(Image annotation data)
··········

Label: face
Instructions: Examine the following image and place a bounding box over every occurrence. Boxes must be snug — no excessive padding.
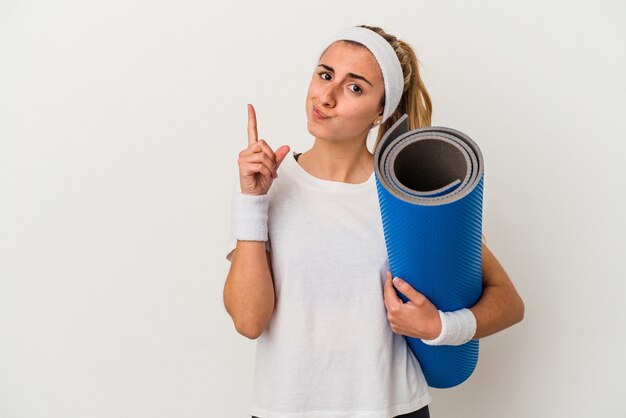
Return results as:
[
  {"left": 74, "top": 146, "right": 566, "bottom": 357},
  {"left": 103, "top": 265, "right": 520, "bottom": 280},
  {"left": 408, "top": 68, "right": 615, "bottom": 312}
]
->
[{"left": 306, "top": 41, "right": 385, "bottom": 141}]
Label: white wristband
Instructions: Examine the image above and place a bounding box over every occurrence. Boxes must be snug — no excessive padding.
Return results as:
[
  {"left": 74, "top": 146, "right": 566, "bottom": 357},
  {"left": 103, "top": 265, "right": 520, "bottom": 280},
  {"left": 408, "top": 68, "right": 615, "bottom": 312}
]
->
[
  {"left": 422, "top": 308, "right": 476, "bottom": 345},
  {"left": 233, "top": 192, "right": 269, "bottom": 241}
]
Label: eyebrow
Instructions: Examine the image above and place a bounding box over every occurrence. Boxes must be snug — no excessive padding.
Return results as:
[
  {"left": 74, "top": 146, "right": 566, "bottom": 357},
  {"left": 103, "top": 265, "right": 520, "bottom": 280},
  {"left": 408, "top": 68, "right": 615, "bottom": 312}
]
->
[{"left": 318, "top": 64, "right": 374, "bottom": 87}]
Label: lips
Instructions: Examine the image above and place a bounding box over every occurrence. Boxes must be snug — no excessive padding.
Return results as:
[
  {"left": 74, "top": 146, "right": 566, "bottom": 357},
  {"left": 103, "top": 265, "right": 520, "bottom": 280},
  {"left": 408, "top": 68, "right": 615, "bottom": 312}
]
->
[{"left": 312, "top": 106, "right": 329, "bottom": 119}]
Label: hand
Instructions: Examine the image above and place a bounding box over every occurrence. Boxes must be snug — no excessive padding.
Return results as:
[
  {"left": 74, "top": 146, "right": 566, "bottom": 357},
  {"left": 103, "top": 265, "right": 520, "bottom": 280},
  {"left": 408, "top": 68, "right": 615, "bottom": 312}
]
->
[
  {"left": 237, "top": 104, "right": 289, "bottom": 195},
  {"left": 384, "top": 272, "right": 441, "bottom": 340}
]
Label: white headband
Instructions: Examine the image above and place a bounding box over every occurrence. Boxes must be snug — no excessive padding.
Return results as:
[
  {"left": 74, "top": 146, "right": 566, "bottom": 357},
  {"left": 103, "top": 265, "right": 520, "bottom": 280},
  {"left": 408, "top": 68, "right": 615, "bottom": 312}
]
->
[{"left": 315, "top": 26, "right": 404, "bottom": 122}]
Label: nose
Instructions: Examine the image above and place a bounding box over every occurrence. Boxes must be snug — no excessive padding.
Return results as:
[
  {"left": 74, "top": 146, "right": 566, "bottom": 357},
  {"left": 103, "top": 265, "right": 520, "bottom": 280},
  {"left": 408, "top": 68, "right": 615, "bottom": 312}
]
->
[{"left": 320, "top": 83, "right": 337, "bottom": 107}]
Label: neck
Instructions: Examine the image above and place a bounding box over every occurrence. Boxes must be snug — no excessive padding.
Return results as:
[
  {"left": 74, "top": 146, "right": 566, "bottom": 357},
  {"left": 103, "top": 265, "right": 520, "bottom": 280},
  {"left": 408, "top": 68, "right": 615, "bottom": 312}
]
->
[{"left": 298, "top": 138, "right": 374, "bottom": 184}]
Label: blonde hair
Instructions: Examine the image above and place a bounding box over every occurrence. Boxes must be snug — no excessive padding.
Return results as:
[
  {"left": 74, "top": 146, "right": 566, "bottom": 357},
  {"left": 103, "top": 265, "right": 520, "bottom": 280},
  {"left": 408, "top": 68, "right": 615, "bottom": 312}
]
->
[{"left": 359, "top": 25, "right": 432, "bottom": 148}]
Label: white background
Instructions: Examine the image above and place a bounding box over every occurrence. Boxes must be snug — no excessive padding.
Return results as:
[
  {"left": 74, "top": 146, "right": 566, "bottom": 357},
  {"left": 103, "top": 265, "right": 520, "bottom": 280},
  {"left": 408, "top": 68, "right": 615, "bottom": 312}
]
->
[{"left": 0, "top": 0, "right": 626, "bottom": 418}]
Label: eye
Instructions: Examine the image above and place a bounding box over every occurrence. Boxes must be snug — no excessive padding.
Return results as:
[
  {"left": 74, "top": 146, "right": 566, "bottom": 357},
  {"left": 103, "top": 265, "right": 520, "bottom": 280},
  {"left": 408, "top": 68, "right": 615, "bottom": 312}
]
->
[
  {"left": 348, "top": 84, "right": 363, "bottom": 94},
  {"left": 318, "top": 71, "right": 332, "bottom": 81}
]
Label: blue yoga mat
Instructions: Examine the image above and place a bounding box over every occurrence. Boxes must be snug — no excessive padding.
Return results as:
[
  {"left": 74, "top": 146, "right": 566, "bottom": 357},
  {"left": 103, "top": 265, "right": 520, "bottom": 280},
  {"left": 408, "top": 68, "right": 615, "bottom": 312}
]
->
[{"left": 374, "top": 115, "right": 483, "bottom": 388}]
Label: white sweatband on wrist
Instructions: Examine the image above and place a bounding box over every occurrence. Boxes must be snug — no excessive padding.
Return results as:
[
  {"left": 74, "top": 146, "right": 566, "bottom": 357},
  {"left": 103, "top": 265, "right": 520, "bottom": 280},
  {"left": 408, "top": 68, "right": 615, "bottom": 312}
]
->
[
  {"left": 422, "top": 308, "right": 476, "bottom": 345},
  {"left": 233, "top": 192, "right": 269, "bottom": 241}
]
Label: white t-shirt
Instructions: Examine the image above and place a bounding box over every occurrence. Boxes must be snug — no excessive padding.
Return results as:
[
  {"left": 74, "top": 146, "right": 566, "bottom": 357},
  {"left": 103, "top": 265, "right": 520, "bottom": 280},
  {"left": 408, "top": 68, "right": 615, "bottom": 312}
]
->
[{"left": 227, "top": 153, "right": 432, "bottom": 418}]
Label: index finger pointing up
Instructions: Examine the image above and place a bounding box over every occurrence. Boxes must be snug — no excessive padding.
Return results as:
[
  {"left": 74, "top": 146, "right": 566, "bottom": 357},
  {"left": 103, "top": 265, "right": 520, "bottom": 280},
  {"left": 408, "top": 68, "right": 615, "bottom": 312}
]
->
[{"left": 248, "top": 104, "right": 259, "bottom": 145}]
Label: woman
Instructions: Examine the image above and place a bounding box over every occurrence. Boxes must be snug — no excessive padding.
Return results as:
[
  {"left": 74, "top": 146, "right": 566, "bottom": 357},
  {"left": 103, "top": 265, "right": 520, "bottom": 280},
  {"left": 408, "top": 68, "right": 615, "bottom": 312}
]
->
[{"left": 224, "top": 26, "right": 524, "bottom": 418}]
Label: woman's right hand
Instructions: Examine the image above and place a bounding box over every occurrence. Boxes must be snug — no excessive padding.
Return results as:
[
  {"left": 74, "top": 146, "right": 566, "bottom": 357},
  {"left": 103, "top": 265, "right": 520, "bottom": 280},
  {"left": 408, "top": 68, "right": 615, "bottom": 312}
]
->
[{"left": 237, "top": 104, "right": 289, "bottom": 195}]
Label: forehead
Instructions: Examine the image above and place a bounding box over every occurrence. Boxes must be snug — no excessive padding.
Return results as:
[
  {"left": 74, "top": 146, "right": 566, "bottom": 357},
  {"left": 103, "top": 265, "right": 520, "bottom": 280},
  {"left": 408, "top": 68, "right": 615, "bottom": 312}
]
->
[{"left": 319, "top": 41, "right": 383, "bottom": 83}]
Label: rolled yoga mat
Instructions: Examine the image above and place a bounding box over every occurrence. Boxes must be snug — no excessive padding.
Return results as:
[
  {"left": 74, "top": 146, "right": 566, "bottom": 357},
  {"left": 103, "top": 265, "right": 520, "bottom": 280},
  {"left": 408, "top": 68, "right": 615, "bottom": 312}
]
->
[{"left": 374, "top": 115, "right": 483, "bottom": 388}]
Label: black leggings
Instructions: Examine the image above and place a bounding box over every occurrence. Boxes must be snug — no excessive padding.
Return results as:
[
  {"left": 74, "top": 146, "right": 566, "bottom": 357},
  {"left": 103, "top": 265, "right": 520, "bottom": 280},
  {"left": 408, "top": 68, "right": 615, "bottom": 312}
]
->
[{"left": 252, "top": 405, "right": 430, "bottom": 418}]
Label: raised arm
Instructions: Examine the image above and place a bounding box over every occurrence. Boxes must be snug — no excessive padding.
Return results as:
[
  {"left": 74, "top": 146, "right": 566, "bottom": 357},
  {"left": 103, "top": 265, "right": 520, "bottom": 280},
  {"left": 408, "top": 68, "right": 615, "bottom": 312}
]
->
[
  {"left": 224, "top": 105, "right": 289, "bottom": 339},
  {"left": 224, "top": 241, "right": 275, "bottom": 339}
]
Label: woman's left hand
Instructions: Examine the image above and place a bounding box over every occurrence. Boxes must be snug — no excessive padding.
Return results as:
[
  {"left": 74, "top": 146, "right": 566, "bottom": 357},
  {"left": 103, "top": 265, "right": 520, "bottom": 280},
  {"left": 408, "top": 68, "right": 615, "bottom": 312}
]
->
[{"left": 384, "top": 272, "right": 441, "bottom": 340}]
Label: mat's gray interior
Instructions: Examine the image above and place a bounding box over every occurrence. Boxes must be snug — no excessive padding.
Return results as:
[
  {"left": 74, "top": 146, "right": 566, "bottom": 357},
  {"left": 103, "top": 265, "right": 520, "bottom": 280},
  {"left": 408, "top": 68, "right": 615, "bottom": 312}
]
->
[
  {"left": 393, "top": 139, "right": 468, "bottom": 192},
  {"left": 374, "top": 114, "right": 484, "bottom": 206}
]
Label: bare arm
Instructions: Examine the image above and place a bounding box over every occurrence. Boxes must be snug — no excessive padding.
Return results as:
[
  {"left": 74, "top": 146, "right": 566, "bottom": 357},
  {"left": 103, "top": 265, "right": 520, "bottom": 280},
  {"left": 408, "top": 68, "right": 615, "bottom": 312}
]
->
[
  {"left": 470, "top": 244, "right": 524, "bottom": 339},
  {"left": 224, "top": 241, "right": 275, "bottom": 339}
]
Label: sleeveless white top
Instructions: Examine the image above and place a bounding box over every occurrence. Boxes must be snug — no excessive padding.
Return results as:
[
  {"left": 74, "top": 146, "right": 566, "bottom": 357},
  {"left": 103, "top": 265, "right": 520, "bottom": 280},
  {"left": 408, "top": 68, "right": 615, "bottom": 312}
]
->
[{"left": 227, "top": 155, "right": 432, "bottom": 418}]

··········

(What you need to do): Which lines in the data above contain the string "woman"? List each of them in full.

(Response for this exercise):
Label: woman
Label: woman's right hand
Label: woman's left hand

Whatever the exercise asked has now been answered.